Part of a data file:

** start **

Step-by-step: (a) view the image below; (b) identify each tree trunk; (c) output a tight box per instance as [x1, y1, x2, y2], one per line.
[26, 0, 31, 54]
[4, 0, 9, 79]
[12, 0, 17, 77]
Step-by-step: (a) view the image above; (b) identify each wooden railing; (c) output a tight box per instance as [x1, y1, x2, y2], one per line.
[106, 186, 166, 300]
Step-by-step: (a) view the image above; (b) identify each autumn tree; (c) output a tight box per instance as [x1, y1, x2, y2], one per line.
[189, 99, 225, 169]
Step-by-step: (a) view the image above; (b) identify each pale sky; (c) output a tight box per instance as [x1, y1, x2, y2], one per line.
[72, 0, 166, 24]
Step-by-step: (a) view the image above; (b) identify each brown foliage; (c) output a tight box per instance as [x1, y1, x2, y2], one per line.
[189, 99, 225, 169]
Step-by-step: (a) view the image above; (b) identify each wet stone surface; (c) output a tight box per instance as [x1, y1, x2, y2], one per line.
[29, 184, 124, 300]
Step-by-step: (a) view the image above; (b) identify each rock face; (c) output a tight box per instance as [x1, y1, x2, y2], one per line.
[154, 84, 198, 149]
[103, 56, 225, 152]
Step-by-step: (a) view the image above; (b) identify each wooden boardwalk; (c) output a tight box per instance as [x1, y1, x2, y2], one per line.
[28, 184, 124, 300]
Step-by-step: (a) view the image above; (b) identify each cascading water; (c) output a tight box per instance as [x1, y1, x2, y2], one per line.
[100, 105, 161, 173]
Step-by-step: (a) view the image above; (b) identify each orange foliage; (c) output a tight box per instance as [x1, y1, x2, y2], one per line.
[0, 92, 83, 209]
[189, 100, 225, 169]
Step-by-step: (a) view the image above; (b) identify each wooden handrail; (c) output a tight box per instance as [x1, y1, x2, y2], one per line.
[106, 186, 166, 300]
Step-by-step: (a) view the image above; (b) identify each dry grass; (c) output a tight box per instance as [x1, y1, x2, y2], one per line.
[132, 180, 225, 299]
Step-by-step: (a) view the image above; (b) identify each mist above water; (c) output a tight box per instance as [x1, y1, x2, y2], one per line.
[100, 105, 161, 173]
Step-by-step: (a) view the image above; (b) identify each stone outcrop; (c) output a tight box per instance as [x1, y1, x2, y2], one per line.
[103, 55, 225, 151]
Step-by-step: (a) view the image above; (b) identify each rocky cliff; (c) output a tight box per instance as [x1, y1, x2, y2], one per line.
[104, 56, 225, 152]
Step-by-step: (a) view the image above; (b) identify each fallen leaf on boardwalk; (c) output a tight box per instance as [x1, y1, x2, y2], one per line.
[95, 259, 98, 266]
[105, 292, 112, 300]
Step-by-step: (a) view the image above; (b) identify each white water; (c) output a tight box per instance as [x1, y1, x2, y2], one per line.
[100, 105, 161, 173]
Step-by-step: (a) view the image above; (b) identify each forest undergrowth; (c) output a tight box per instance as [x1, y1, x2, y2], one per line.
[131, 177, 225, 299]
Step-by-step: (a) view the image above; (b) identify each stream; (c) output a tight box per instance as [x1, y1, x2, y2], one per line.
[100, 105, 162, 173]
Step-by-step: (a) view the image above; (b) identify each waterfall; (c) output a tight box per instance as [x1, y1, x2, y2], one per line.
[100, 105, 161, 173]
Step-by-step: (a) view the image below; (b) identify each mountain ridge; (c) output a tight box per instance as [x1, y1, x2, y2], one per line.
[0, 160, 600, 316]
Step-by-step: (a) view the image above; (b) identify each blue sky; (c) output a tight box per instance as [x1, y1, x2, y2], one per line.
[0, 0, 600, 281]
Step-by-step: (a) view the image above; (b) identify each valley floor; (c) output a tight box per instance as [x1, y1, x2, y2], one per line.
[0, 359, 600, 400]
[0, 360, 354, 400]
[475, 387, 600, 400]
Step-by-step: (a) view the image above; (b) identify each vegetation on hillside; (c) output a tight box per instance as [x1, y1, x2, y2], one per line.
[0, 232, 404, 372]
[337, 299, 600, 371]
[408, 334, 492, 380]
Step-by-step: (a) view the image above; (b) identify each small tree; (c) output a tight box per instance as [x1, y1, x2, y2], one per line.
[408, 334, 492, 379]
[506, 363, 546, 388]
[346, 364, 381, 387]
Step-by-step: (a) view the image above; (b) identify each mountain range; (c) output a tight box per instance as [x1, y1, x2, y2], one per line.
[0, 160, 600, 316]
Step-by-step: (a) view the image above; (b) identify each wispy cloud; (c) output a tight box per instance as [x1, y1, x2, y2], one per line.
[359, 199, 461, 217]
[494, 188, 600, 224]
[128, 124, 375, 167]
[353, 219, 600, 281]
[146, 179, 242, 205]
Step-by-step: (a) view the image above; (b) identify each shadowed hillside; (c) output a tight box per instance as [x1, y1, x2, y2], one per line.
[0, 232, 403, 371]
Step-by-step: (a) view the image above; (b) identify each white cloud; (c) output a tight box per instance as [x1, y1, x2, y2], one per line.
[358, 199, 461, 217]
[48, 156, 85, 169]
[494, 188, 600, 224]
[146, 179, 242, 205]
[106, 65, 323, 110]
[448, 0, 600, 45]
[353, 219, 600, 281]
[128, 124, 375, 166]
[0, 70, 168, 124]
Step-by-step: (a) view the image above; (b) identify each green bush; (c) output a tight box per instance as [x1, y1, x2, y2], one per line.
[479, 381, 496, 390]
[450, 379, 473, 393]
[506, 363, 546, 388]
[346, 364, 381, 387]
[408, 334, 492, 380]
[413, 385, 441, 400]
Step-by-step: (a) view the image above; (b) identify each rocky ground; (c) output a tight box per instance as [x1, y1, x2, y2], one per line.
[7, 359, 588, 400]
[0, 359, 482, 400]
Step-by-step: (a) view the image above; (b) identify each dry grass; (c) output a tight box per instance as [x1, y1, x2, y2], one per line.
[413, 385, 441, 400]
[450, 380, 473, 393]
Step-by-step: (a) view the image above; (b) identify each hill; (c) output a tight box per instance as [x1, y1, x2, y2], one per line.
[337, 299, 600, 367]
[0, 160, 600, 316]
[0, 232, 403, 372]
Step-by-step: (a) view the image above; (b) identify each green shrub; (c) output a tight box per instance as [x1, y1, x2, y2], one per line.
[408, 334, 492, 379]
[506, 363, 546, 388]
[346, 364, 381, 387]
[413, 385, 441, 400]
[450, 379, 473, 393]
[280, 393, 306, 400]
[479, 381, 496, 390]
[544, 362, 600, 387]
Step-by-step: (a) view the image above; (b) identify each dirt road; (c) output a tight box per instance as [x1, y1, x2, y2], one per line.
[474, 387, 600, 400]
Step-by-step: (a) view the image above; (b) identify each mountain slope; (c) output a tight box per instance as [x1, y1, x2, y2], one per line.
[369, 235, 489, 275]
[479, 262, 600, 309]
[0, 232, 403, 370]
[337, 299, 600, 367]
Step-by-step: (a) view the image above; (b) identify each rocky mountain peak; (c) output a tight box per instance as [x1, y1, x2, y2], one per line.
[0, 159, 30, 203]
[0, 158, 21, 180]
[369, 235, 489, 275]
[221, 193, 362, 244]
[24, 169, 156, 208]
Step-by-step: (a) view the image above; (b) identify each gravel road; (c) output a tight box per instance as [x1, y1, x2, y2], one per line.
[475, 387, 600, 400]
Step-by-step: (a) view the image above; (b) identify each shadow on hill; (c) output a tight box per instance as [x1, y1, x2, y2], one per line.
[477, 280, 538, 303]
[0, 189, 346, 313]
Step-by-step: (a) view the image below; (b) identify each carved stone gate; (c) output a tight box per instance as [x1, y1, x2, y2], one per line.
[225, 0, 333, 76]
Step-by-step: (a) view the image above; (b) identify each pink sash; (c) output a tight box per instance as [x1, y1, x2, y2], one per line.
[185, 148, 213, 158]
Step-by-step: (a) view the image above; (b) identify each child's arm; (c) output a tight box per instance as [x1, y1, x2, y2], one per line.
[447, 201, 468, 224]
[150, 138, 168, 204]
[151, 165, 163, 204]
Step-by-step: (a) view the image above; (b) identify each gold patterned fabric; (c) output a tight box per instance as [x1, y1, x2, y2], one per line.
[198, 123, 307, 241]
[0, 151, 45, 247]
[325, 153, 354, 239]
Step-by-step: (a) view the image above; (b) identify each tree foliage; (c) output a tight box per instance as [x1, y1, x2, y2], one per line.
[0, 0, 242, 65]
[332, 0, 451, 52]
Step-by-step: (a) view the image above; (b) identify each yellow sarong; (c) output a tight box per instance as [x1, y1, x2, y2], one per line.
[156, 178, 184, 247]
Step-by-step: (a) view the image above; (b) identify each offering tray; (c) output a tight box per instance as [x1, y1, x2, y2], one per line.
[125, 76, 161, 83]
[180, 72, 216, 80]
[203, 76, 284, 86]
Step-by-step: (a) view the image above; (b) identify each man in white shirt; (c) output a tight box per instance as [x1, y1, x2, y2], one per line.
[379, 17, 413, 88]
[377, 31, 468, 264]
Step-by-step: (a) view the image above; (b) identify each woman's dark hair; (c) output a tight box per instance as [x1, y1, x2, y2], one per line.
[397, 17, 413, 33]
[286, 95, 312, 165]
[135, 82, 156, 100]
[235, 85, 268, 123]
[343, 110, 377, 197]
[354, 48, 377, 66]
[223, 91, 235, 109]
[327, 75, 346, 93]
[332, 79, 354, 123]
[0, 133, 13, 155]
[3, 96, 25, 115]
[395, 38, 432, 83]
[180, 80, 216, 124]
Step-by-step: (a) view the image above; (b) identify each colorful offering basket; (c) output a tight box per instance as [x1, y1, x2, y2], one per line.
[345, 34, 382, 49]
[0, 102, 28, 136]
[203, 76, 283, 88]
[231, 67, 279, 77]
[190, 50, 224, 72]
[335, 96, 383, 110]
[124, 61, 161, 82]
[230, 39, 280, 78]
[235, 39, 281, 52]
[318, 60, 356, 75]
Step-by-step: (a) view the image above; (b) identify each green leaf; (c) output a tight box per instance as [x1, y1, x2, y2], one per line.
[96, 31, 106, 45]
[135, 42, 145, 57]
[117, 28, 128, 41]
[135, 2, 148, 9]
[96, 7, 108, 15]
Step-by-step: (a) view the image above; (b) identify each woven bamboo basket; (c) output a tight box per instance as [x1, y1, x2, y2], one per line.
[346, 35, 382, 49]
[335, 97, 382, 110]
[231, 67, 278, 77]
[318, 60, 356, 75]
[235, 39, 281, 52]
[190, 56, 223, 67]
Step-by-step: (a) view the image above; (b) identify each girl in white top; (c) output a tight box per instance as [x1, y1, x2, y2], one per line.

** end **

DO THIS: Rewrite the lines from the one containing "identify each shadowed" through the one containing "[0, 232, 403, 371]", swapping "hillside" for "slope" and keeping everything else the same.

SOLUTION TO THIS TASK:
Step-by-step: (a) view the image above; (b) identify each shadowed slope; (c) output a tight box per instance as [x1, y1, x2, y2], one per line.
[0, 232, 403, 371]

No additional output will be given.